» Assignment
Please return, exactly and only, the lines beginning at the top of the entries below and ending with the line containing "of the bare"; keep out the pictures.

[Extracted data entries]
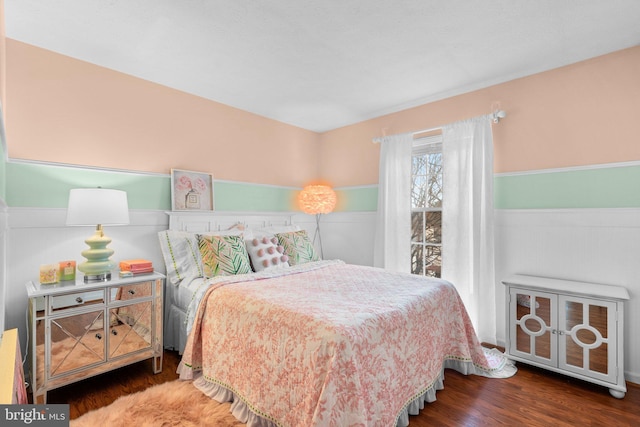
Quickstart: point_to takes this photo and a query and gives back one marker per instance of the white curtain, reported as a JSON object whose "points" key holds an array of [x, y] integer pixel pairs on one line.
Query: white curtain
{"points": [[392, 247], [467, 216]]}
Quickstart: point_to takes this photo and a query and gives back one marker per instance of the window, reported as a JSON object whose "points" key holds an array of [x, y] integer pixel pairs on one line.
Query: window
{"points": [[426, 206]]}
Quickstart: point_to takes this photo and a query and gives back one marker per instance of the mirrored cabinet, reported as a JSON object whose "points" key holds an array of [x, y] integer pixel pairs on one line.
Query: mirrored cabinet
{"points": [[570, 327], [78, 330]]}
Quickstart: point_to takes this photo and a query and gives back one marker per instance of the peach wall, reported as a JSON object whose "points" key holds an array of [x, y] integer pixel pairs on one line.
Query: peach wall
{"points": [[68, 111], [3, 55], [583, 114]]}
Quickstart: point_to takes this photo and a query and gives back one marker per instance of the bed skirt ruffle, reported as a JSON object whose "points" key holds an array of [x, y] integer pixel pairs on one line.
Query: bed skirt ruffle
{"points": [[242, 411]]}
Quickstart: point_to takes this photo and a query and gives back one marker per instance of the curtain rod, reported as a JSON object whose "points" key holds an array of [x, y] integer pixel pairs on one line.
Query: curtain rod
{"points": [[495, 116]]}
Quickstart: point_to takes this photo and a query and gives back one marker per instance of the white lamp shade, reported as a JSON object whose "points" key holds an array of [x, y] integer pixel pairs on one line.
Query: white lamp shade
{"points": [[93, 206]]}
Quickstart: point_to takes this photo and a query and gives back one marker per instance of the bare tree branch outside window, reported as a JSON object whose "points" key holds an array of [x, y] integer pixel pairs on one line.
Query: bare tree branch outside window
{"points": [[426, 212]]}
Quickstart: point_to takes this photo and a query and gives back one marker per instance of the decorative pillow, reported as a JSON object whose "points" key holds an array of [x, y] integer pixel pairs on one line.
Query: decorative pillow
{"points": [[181, 255], [224, 255], [266, 253], [298, 247]]}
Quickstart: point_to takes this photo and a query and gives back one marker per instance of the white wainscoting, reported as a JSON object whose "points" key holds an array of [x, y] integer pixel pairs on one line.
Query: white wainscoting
{"points": [[3, 260], [590, 245]]}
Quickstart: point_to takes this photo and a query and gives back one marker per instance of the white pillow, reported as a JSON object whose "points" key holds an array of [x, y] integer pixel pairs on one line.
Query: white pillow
{"points": [[265, 253]]}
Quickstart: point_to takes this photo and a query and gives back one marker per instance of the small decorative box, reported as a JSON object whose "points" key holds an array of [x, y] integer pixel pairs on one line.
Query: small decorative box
{"points": [[49, 273], [67, 270]]}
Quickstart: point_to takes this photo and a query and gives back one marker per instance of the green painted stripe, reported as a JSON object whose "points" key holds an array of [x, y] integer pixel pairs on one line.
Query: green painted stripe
{"points": [[42, 185], [232, 196], [357, 199], [46, 185], [602, 187]]}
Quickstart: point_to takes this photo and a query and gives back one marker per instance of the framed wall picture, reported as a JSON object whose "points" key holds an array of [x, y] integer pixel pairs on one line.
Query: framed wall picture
{"points": [[191, 191]]}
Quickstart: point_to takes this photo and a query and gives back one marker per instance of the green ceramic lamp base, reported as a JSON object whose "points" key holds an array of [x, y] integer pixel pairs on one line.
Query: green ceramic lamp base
{"points": [[98, 266]]}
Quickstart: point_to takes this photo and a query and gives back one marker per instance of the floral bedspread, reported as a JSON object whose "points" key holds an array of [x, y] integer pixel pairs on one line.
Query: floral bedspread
{"points": [[328, 343]]}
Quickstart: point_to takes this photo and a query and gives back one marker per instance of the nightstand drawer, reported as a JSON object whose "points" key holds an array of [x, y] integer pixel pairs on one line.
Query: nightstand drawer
{"points": [[75, 300]]}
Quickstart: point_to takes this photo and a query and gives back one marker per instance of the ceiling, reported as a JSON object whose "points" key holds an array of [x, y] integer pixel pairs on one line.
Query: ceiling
{"points": [[325, 64]]}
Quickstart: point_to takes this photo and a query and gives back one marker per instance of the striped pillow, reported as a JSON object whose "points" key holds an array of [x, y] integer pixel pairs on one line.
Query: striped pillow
{"points": [[181, 255]]}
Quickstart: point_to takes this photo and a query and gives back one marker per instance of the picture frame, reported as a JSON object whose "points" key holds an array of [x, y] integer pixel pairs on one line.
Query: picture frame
{"points": [[191, 191]]}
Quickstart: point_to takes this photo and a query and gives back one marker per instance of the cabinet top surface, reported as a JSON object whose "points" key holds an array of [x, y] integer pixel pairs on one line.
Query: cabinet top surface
{"points": [[567, 286], [36, 289]]}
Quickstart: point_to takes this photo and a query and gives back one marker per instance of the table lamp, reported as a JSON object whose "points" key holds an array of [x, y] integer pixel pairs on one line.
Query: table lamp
{"points": [[97, 207], [317, 200]]}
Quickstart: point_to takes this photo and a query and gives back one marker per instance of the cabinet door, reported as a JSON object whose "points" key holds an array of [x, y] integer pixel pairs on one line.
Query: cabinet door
{"points": [[587, 337], [77, 342], [531, 318], [130, 329]]}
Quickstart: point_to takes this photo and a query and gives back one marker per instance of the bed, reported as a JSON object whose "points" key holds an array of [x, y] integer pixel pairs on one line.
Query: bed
{"points": [[321, 342]]}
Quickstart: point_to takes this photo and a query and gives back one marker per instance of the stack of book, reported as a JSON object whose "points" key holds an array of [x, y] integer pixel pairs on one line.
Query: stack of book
{"points": [[134, 267]]}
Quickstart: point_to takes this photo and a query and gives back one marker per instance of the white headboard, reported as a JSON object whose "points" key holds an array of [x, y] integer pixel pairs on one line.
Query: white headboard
{"points": [[201, 222]]}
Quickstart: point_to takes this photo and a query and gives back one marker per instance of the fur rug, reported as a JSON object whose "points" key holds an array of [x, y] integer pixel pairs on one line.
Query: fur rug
{"points": [[174, 403]]}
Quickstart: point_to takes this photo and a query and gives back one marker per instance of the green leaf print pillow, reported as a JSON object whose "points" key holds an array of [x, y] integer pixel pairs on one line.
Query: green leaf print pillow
{"points": [[223, 255], [298, 247]]}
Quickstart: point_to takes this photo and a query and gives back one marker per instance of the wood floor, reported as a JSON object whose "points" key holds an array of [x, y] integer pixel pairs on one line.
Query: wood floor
{"points": [[533, 397]]}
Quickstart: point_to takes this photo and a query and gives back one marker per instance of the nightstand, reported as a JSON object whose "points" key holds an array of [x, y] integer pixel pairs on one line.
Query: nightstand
{"points": [[78, 330]]}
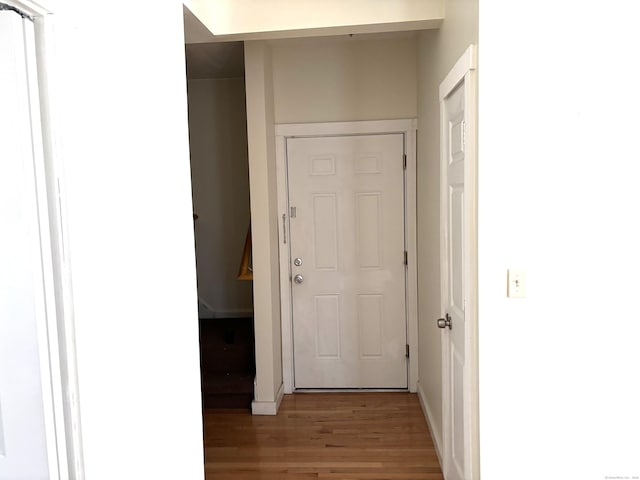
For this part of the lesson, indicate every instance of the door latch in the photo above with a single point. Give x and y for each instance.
(445, 322)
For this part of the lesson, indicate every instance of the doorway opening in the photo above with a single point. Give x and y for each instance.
(220, 191)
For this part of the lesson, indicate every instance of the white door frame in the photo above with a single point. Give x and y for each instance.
(55, 324)
(463, 70)
(407, 127)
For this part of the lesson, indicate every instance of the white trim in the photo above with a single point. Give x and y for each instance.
(60, 332)
(468, 61)
(407, 127)
(31, 8)
(268, 408)
(436, 435)
(463, 70)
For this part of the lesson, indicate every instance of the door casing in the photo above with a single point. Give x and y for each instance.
(57, 347)
(408, 128)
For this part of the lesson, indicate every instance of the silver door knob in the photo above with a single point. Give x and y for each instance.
(445, 322)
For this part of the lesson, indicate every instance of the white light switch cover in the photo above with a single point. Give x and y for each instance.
(516, 283)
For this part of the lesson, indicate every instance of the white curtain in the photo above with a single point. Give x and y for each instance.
(23, 439)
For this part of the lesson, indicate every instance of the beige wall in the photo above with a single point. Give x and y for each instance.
(558, 196)
(122, 140)
(264, 222)
(438, 50)
(344, 79)
(248, 19)
(220, 182)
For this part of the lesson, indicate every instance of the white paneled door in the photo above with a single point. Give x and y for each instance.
(458, 267)
(23, 438)
(346, 195)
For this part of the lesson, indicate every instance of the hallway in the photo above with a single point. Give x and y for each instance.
(323, 436)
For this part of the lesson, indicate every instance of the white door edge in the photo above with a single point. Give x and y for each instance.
(464, 70)
(407, 127)
(55, 327)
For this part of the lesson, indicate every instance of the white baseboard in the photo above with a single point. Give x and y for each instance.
(268, 408)
(435, 432)
(205, 311)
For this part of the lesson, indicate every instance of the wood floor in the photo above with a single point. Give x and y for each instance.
(361, 436)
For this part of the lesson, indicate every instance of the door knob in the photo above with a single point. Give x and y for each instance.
(445, 322)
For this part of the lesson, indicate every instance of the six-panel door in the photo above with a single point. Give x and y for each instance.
(349, 321)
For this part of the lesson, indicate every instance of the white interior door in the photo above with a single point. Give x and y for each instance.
(347, 252)
(23, 438)
(458, 265)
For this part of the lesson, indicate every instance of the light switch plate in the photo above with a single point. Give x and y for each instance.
(516, 283)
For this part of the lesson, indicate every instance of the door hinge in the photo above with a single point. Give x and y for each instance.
(464, 135)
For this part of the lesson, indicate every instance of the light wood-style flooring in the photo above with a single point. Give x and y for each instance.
(361, 436)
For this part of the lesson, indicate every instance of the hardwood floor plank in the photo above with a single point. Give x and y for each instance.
(326, 436)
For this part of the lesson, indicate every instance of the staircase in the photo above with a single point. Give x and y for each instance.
(227, 362)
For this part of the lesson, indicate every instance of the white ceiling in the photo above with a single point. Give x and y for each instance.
(207, 58)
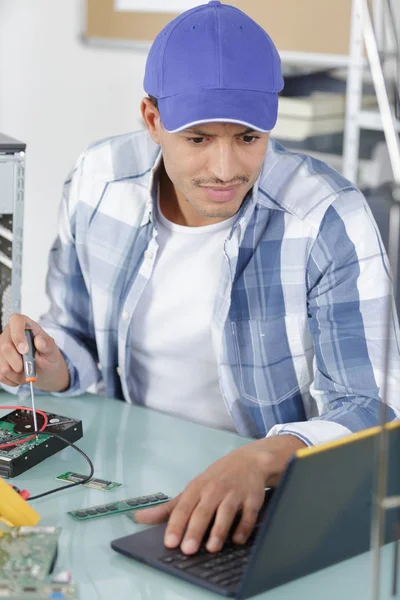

» Solution
Quickstart: point_to takes this photo and a query and gives back one marker per instance of the white curtain, reported as a JSON object whose "points" key holds an array of [x, y] integer pixel pairs on one line.
Query: white curtain
{"points": [[392, 247], [467, 216]]}
Quickstart: point_to takes this photo and a query and gives back one marker per instance of the window, reported as a JSON object whose "points" key holds an array of [x, y] integer pixel pairs on one line.
Query: window
{"points": [[426, 206]]}
Quickstart: point_to takes this photo and a query and gives back one marker per instance of the mirrored cabinet, reported as a JSON object whose "points" key holds an array of [x, y] integer pixel pairs on one line.
Query: mirrored cabinet
{"points": [[570, 327], [78, 330]]}
Quickstart: point_to takes this photo and a query and gives back one marker per instance of the peach wall, reported as a JSON object whose "points" key holds an array of [x, y] integer pixel pairs on one line.
Query: peach wall
{"points": [[68, 111], [3, 55], [583, 114]]}
Quickstart: point_to takes this photo and a query and gives back one marker per instance of the bed skirt ruffle, reported as a JSON object whose "points" key holds an array of [x, y] integer pixel pairs on one line.
Query: bed skirt ruffle
{"points": [[242, 411]]}
Quickstart: point_to takes this photo and a query and gives back one marker per instance of the curtain rod, reported as a JSON object whose "points" key holds an array of [x, y] integer pixel pairs on one line.
Query: curtain rod
{"points": [[495, 116]]}
Quickstart: point_to takes this photo and a query and gives back one marker per instance of the white lamp shade, reported as a JSON object whose "points" key holds an array of [x, y] integer pixel pairs on one line.
Query: white lamp shade
{"points": [[93, 206]]}
Quickstart: point_to takes this photo and a query and gives back one marker per instance of the bare tree branch outside window, reported as a JSON object whose "points" key holds an array of [x, y] integer pixel pairs on one line.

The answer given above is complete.